What you return should be the complete data below, word for word, with no pictures in it.

→ RECORDS FOR THIS TASK:
>>>

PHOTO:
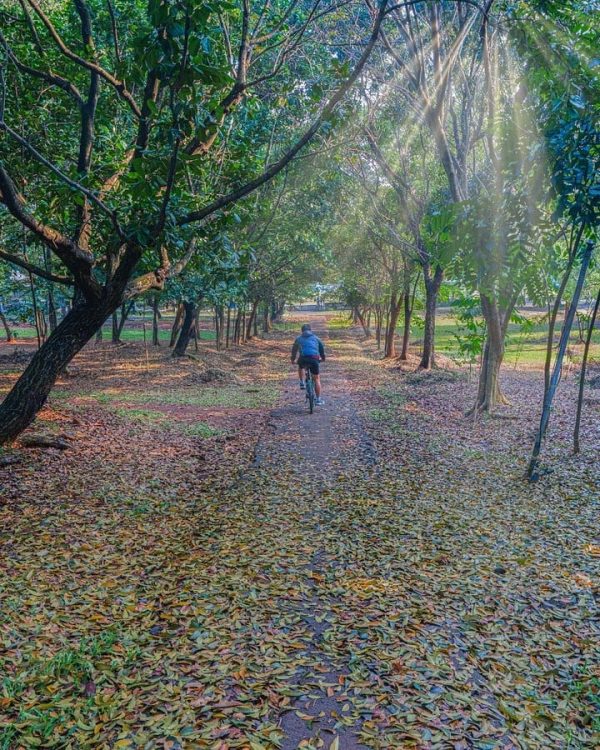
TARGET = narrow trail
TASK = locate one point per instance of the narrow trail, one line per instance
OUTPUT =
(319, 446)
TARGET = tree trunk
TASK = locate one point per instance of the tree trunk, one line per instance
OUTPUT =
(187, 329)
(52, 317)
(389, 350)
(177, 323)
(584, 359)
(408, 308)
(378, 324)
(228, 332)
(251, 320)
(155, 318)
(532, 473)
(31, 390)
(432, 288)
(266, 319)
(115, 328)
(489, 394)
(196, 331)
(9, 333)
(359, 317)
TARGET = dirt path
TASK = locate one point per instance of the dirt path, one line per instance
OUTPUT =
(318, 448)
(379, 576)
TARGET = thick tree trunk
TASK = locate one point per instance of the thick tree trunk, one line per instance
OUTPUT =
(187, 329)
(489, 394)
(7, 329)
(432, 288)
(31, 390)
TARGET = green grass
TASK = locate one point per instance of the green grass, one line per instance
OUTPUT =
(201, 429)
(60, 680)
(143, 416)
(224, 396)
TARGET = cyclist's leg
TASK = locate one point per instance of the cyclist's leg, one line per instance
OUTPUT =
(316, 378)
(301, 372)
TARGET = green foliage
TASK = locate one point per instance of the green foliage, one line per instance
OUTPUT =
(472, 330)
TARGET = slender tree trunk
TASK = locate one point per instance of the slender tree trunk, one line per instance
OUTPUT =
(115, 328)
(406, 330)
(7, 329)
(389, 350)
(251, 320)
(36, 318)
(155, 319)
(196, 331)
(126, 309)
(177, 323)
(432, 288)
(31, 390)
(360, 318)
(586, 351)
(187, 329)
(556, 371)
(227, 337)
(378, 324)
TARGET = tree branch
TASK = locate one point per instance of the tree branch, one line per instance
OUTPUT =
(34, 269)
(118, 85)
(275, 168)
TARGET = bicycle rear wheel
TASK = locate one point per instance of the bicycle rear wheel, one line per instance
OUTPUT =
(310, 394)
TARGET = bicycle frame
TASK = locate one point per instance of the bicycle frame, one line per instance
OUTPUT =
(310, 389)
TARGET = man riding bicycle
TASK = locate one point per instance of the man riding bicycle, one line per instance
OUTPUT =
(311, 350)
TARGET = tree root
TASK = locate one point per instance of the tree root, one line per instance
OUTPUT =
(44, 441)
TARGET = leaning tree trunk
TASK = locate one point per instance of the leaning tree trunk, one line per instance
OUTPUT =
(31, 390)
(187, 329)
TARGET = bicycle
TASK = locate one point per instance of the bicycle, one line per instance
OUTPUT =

<<<

→ WRITTEN SOLUTION:
PHOTO:
TARGET = narrow trail
TASK = locate one point per instance of the narrow trail, one line per instance
OUTPUT =
(319, 446)
TARGET = tree trunk
TASK = locate one point per instance of the tree trunk, one line per instance
OUTPUT =
(187, 329)
(52, 317)
(389, 350)
(177, 323)
(584, 359)
(408, 308)
(378, 324)
(228, 332)
(251, 320)
(155, 318)
(532, 473)
(31, 390)
(432, 288)
(266, 319)
(115, 328)
(489, 394)
(196, 331)
(9, 333)
(359, 317)
TARGET = dirt path
TASK = locate one point per instance of the dirt path, one line per instance
OUTPUT =
(318, 448)
(379, 576)
TARGET = thick tree trunk
TASK = locate one point per instance of the thick tree trunk, one line per instance
OUTPUT =
(187, 329)
(489, 394)
(7, 329)
(432, 288)
(31, 390)
TARGET = green grass
TASK = locate one point per instance of the green grass, one line per instance
OUTPUT =
(201, 429)
(60, 680)
(143, 416)
(224, 396)
TARGET = cyclist's leg
TASK = locate one point per instance of the cyclist's leg, one line per instance
OUTPUT =
(316, 378)
(301, 372)
TARGET = green foliage
TASK = locate one point per instance of the green foliage, one line per instance
OUTPUT =
(472, 330)
TARGET = slender tree trunk
TASK = locate one point per instance of the slender tree trunk, one line per instance
OUTPUT =
(115, 328)
(406, 330)
(7, 329)
(389, 350)
(251, 320)
(36, 318)
(155, 319)
(196, 331)
(126, 309)
(177, 323)
(432, 288)
(31, 390)
(360, 318)
(586, 351)
(187, 329)
(556, 371)
(227, 337)
(378, 324)
TARGET = tree branch
TASK = locate one point per instance of the tree branch, one line per instance
OUTPUT =
(34, 269)
(118, 85)
(275, 168)
TARGET = bicycle rear wheel
TASK = locate one point per instance of the bicycle rear wheel, one line per instance
OUTPUT =
(310, 394)
TARGET = bicycle frame
TASK = locate one point per instance of the bicycle frame, one line per instance
OUTPUT =
(310, 389)
TARGET = man riding bicycle
TASK = locate one point per instance of the man riding bicycle, one line per instance
OUTPUT =
(311, 350)
TARGET = tree root
TASK = locate one point per instance of the tree root, one line per instance
OUTPUT =
(44, 441)
TARGET = leaning tree trunk
TASK = locate one point per instance of the leaning tree trunk, one line per instance
OUTPUT =
(31, 390)
(187, 329)
TARGET = bicycle
TASK = locate one point per instance of the bicycle, one line per instance
OUTPUT =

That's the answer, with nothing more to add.